__Given problem__. Every line from the one containing "The component shall indicate each instance of the snow-covered" to the final line of the material below must be reproduced exactly; leave out all other lines.

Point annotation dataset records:
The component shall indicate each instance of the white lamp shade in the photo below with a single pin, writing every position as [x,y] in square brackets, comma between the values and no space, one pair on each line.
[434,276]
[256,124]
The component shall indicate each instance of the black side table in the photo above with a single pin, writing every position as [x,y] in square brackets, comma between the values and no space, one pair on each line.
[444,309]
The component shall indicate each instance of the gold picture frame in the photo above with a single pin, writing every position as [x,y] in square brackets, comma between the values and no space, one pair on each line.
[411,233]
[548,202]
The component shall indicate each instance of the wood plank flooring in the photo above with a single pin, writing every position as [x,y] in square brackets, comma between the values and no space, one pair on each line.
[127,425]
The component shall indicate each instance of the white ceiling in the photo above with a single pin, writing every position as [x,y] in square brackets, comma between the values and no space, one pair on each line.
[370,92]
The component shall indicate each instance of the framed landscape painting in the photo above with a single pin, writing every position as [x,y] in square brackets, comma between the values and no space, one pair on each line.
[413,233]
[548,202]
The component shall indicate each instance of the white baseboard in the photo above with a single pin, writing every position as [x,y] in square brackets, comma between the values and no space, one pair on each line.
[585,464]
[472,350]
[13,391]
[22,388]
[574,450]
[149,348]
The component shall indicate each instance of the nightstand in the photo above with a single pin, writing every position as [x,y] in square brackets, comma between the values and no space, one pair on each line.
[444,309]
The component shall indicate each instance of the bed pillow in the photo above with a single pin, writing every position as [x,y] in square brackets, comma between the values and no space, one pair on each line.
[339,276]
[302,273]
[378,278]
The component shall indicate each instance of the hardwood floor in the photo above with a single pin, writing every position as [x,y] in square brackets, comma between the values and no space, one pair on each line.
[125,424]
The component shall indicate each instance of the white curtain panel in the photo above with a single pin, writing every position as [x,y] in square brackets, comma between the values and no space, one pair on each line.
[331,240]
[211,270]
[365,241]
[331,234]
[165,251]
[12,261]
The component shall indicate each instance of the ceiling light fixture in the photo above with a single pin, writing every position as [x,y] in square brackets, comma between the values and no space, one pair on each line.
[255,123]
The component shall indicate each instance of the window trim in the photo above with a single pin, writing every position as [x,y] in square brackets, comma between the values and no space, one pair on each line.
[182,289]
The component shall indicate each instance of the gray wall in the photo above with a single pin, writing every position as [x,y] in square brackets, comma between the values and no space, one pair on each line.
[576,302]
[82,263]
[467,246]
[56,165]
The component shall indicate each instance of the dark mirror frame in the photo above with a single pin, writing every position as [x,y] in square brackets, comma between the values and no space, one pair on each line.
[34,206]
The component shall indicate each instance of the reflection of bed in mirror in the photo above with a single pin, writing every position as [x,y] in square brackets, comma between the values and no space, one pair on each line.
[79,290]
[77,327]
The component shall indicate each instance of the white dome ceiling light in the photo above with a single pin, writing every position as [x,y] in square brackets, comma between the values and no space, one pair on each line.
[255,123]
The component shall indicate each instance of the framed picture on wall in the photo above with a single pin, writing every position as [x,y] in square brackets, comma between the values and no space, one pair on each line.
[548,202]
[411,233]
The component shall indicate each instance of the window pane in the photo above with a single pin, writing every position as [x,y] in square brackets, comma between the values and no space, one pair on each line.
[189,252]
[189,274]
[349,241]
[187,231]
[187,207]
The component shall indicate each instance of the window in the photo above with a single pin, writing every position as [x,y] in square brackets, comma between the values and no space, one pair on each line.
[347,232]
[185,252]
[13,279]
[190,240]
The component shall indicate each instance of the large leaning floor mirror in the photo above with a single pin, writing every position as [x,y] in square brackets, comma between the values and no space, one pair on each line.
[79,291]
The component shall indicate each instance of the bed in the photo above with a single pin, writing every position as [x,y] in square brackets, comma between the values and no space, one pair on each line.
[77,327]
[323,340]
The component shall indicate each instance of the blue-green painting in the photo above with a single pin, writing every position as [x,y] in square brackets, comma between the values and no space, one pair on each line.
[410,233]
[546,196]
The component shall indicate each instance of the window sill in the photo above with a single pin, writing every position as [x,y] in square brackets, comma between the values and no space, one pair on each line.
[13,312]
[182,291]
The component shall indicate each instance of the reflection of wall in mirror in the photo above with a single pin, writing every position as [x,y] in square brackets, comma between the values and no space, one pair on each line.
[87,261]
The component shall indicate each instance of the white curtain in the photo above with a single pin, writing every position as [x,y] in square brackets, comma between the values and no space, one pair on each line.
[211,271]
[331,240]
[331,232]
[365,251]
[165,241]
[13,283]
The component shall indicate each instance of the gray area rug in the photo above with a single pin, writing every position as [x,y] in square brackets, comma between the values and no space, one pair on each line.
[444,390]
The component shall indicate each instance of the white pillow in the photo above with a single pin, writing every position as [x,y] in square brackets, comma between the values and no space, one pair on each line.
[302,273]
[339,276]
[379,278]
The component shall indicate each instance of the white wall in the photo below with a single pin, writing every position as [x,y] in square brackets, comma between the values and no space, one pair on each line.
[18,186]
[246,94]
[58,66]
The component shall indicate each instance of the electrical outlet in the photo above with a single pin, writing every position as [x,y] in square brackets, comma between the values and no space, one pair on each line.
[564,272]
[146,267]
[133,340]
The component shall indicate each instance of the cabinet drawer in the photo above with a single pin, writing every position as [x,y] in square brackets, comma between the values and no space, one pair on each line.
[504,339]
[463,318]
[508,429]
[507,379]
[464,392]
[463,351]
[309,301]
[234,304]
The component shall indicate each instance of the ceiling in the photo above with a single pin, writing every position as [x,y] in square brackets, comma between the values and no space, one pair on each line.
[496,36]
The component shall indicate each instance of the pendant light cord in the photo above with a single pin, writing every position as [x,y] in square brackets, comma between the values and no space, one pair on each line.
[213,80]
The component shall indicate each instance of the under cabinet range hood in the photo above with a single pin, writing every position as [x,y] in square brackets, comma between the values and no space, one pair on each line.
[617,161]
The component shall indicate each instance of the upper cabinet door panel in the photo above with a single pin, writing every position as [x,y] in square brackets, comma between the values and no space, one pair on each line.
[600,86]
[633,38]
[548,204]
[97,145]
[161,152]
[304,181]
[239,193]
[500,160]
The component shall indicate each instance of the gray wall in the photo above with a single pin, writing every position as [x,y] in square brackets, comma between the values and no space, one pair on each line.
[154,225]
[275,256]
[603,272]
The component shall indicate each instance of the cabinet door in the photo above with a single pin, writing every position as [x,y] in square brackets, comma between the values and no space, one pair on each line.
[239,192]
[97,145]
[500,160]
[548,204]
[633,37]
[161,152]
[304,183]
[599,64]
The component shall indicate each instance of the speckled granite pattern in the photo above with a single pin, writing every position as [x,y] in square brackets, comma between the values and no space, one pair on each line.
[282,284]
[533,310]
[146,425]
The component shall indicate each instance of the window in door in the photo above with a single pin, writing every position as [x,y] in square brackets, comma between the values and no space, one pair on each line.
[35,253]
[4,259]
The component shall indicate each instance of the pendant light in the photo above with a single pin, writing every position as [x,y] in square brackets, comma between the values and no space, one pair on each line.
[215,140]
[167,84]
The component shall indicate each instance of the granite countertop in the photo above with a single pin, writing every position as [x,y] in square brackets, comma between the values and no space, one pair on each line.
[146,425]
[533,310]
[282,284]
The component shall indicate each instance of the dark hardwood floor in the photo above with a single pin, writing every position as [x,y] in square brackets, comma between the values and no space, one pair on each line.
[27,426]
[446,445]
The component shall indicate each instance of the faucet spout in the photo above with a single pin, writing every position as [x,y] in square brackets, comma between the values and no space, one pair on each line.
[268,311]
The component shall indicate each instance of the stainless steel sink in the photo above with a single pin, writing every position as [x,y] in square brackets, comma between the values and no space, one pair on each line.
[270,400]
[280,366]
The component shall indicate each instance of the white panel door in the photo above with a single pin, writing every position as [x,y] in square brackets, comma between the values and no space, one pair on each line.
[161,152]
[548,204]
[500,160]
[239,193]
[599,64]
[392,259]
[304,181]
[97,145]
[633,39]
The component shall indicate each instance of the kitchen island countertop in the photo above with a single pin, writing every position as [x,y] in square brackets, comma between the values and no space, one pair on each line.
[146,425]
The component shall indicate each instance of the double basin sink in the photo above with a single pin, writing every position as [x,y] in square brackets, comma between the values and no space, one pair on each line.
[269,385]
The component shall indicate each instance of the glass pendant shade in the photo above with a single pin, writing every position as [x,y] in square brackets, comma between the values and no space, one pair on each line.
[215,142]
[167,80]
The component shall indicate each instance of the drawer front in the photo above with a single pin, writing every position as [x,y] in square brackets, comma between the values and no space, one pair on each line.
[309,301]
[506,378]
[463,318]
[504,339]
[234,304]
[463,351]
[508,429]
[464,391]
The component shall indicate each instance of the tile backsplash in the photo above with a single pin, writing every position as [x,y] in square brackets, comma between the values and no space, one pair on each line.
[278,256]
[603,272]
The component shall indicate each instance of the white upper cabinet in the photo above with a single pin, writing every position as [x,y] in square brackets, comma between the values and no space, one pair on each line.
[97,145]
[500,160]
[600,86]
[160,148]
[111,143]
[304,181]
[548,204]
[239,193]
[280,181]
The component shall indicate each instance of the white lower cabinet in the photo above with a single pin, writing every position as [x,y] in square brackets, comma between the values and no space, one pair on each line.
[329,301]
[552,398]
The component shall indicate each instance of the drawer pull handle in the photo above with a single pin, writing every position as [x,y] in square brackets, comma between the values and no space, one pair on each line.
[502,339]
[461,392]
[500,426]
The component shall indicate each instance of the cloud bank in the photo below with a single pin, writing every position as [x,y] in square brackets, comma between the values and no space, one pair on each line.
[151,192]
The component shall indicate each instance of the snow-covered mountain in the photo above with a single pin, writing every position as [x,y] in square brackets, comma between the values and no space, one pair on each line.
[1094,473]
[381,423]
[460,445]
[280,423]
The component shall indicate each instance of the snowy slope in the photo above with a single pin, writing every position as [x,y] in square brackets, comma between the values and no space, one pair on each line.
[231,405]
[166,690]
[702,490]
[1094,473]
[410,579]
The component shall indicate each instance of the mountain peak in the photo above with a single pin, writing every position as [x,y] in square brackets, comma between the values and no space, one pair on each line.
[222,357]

__Completed exercise__.
The component shall indicate each instance of the snow-covered mountain in the photo above with a single pin, writing every position as [x,y] in square brackets, comma between the values and no space, one pair on each line.
[1094,473]
[381,423]
[460,445]
[280,423]
The component shall indicate each instance of the snowy slope in the photo above with a single pin, writing every position as [x,y] in square brackets, comma between the values and no space, one pair on each line.
[231,405]
[166,690]
[702,490]
[1094,473]
[410,579]
The component shall indicate each instance of the mountain peak in the photo above with a single pin, writing every position as [x,y] in square brackets, comma between the values and no space, one pair on each line.
[222,357]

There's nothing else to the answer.